▸ Set task A
Repeat word for word the lines of the rows below that start with the line containing "In the scene depicted above, identify where the eroded" and end with the line containing "left=275, top=188, right=868, bottom=537", including both of those lines.

▸ Document extract
## start
During the Danish-Hanseatic War (1426–1435) the Danish capital Copenhagen was bombarded twice by ships from six Northern German Hanseatic towns. A first attack in April 1428 was repelled, a second attack on 15 June was successful. The Danish fleet which anchored in Copenhagen was destroyed. For the first time in the Northern European history of naval warfare ship artillery was used over longer distances.

Two naval battles 
These two battles of April and June 1428 are sometimes confused with the naval battle in the Øresund (also called battle of Copenhagen) of July 1427. So sometimes, when two Hanseatic attacks of Copenhagen are mentioned, the battle of July 1427 and the battle of April 1428 are meant.

First attack in April 1428 

Hoping for a rapid and victorious end of the Danish-Holstein-Hanseatic War, the Hanseatic league planned the seizure of the Danish capital and the destruction of the joint Danish-Swedish fleet in the harbour. On Easter 1428, under the command of Gerhard VII, Count of Holstein, up to 260 ships with more than 12,000 mercenaries sailed from Wismar to Copenhagen. However, the Danes were well-prepared and their capital was well-fortified.
## end
▸ Collected data
## start
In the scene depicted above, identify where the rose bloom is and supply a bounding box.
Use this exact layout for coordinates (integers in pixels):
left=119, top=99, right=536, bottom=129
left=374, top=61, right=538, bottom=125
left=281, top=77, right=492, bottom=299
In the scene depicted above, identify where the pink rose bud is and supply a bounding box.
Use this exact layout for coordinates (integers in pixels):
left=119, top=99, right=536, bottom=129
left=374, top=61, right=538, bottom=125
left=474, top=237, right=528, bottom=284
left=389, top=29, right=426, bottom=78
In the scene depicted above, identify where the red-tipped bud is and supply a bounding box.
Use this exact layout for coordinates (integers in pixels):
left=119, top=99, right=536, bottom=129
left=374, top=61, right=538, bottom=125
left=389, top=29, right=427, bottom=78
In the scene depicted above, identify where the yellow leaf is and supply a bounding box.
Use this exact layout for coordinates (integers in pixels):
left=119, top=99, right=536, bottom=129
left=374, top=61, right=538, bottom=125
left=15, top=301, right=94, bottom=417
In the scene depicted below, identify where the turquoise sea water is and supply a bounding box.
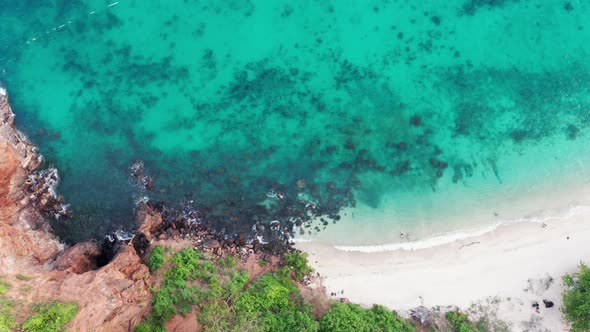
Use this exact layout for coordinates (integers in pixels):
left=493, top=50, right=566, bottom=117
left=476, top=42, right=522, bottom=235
left=0, top=0, right=590, bottom=242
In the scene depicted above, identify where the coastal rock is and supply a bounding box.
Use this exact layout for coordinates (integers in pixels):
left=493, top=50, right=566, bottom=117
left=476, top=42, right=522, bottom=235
left=410, top=306, right=433, bottom=327
left=135, top=203, right=162, bottom=241
left=0, top=95, right=157, bottom=331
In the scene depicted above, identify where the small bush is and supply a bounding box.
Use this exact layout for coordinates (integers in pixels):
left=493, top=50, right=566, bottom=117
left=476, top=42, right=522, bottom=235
left=0, top=281, right=10, bottom=295
left=561, top=263, right=590, bottom=332
left=147, top=246, right=166, bottom=271
left=219, top=255, right=238, bottom=269
left=22, top=302, right=79, bottom=332
left=285, top=252, right=313, bottom=281
left=0, top=298, right=16, bottom=332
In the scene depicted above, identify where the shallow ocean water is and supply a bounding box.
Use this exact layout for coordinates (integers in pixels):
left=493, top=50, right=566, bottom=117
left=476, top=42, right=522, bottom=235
left=0, top=0, right=590, bottom=243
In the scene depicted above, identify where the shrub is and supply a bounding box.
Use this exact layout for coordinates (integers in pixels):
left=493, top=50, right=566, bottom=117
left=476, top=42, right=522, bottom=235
left=320, top=303, right=416, bottom=332
left=22, top=302, right=79, bottom=332
left=445, top=311, right=476, bottom=332
left=0, top=298, right=16, bottom=332
left=561, top=263, right=590, bottom=332
left=147, top=246, right=166, bottom=271
left=285, top=252, right=313, bottom=281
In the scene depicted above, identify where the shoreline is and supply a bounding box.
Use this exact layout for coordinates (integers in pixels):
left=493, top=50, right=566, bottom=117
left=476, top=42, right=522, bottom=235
left=295, top=209, right=590, bottom=331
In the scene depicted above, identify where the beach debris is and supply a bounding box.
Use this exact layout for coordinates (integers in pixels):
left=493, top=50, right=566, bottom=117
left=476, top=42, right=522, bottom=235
left=531, top=301, right=539, bottom=313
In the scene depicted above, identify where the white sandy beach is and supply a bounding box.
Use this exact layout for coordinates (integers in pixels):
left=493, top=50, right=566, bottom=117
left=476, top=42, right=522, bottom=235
left=297, top=208, right=590, bottom=331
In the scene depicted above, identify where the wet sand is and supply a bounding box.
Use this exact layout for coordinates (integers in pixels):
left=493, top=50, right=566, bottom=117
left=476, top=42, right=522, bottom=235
left=297, top=208, right=590, bottom=331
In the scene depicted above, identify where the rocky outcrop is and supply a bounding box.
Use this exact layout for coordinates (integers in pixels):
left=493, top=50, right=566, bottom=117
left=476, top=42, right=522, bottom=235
left=53, top=241, right=101, bottom=274
left=0, top=95, right=63, bottom=274
left=0, top=91, right=151, bottom=331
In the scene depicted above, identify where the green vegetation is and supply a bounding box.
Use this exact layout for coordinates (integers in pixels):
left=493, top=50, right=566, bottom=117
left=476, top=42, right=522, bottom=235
left=320, top=303, right=416, bottom=332
left=136, top=248, right=318, bottom=332
left=285, top=252, right=313, bottom=280
left=562, top=263, right=590, bottom=332
left=147, top=246, right=166, bottom=271
left=445, top=311, right=478, bottom=332
left=22, top=302, right=79, bottom=332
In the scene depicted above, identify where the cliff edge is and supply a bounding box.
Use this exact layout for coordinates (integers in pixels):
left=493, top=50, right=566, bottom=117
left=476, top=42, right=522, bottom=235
left=0, top=88, right=151, bottom=331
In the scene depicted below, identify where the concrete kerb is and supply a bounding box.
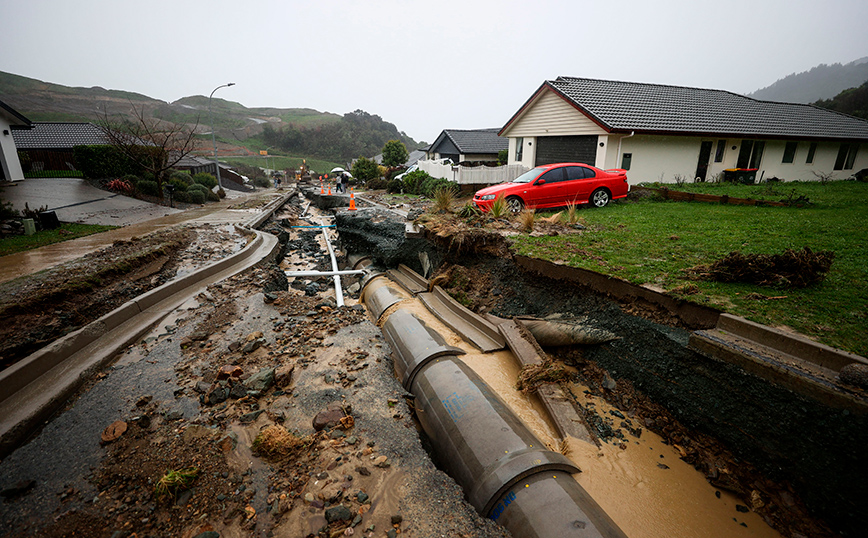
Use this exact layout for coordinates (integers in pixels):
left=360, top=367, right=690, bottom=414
left=0, top=192, right=295, bottom=458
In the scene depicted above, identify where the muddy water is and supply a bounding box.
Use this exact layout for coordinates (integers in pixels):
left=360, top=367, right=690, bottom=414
left=369, top=278, right=781, bottom=538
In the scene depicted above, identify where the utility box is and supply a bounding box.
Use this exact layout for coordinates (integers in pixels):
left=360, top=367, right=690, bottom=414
left=39, top=211, right=60, bottom=230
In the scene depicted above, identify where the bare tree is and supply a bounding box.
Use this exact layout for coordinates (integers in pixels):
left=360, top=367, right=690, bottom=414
left=98, top=102, right=199, bottom=199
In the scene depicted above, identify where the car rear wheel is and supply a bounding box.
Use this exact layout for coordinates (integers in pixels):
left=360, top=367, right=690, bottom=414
left=591, top=189, right=612, bottom=207
left=506, top=196, right=524, bottom=213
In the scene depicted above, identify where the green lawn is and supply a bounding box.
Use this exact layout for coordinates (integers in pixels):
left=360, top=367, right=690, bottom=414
left=0, top=223, right=117, bottom=256
left=515, top=181, right=868, bottom=356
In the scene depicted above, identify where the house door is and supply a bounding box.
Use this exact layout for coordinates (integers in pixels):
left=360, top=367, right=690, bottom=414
left=694, top=141, right=712, bottom=181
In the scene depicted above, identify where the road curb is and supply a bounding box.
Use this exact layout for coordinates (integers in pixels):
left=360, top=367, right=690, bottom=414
left=0, top=197, right=295, bottom=458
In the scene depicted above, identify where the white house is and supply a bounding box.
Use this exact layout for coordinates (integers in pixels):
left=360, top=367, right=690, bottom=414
left=499, top=77, right=868, bottom=184
left=0, top=97, right=31, bottom=181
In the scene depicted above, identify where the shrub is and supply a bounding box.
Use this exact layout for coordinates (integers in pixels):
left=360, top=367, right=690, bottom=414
left=163, top=174, right=190, bottom=192
left=193, top=172, right=217, bottom=189
left=367, top=179, right=389, bottom=189
left=136, top=179, right=160, bottom=196
left=386, top=179, right=404, bottom=192
left=72, top=145, right=141, bottom=179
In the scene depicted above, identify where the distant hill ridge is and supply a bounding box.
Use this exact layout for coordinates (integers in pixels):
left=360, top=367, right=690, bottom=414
left=747, top=56, right=868, bottom=103
left=0, top=71, right=417, bottom=162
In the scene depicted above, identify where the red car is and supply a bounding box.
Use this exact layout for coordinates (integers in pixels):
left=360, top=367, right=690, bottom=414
left=473, top=163, right=630, bottom=213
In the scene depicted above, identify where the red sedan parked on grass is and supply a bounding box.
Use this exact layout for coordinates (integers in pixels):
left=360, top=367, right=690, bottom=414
left=473, top=163, right=630, bottom=213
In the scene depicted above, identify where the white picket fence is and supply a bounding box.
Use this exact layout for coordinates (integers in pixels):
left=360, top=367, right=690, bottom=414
left=417, top=160, right=528, bottom=185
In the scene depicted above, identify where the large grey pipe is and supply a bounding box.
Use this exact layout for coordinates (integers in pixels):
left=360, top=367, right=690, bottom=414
left=383, top=309, right=625, bottom=538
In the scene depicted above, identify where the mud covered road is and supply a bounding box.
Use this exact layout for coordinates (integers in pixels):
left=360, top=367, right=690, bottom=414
left=0, top=191, right=868, bottom=538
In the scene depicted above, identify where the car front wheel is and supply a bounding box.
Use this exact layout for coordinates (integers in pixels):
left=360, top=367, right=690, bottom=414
left=591, top=189, right=612, bottom=207
left=506, top=196, right=524, bottom=213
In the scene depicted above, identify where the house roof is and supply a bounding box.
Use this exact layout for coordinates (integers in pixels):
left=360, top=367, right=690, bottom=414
left=12, top=121, right=109, bottom=149
left=0, top=101, right=33, bottom=127
left=501, top=77, right=868, bottom=140
left=430, top=127, right=509, bottom=155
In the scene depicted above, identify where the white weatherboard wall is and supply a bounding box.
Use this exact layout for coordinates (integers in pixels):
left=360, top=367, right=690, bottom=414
left=0, top=114, right=24, bottom=181
left=612, top=135, right=868, bottom=185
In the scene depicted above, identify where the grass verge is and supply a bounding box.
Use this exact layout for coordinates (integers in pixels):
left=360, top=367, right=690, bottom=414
left=0, top=223, right=117, bottom=256
left=514, top=181, right=868, bottom=356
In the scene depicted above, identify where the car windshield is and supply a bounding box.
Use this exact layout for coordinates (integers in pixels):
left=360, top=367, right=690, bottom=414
left=512, top=167, right=545, bottom=183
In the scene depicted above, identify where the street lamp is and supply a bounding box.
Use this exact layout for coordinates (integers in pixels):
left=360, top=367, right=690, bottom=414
left=208, top=82, right=235, bottom=190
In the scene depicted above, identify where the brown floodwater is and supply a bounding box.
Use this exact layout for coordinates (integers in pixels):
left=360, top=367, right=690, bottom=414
left=368, top=286, right=781, bottom=538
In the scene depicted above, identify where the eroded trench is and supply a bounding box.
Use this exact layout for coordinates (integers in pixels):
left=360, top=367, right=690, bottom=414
left=275, top=188, right=868, bottom=537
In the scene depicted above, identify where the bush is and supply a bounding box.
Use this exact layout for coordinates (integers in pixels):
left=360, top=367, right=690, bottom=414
left=367, top=178, right=389, bottom=189
left=72, top=146, right=140, bottom=179
left=163, top=174, right=190, bottom=192
left=193, top=172, right=217, bottom=189
left=386, top=179, right=404, bottom=192
left=136, top=179, right=160, bottom=196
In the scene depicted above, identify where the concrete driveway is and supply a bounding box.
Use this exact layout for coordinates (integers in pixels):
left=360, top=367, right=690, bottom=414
left=0, top=178, right=180, bottom=226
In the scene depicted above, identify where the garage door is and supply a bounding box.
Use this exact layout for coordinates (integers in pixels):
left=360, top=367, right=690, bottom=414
left=536, top=135, right=597, bottom=166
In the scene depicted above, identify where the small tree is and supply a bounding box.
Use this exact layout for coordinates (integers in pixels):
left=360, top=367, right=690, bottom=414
left=353, top=157, right=380, bottom=181
left=383, top=140, right=409, bottom=166
left=98, top=103, right=199, bottom=199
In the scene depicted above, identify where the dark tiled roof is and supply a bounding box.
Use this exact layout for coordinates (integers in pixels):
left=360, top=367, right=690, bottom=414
left=435, top=128, right=509, bottom=155
left=12, top=122, right=109, bottom=149
left=536, top=77, right=868, bottom=139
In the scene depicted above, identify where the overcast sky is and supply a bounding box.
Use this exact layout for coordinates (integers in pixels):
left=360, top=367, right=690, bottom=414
left=0, top=0, right=868, bottom=142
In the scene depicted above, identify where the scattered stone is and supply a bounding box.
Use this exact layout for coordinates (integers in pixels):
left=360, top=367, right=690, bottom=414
## end
▸ Set task B
From the passage on the bombardment of Copenhagen above, quote the part that opens with the words containing "During the Danish-Hanseatic" and closes with "over longer distances.".

▸ Written answer A
In the scene depicted above, identify where the eroded trench is and supply a bounding box.
Use this exact layout for coordinates (integers in pixels):
left=360, top=367, right=690, bottom=414
left=275, top=188, right=868, bottom=537

▸ Written answer B
During the Danish-Hanseatic War (1426–1435) the Danish capital Copenhagen was bombarded twice by ships from six Northern German Hanseatic towns. A first attack in April 1428 was repelled, a second attack on 15 June was successful. The Danish fleet which anchored in Copenhagen was destroyed. For the first time in the Northern European history of naval warfare ship artillery was used over longer distances.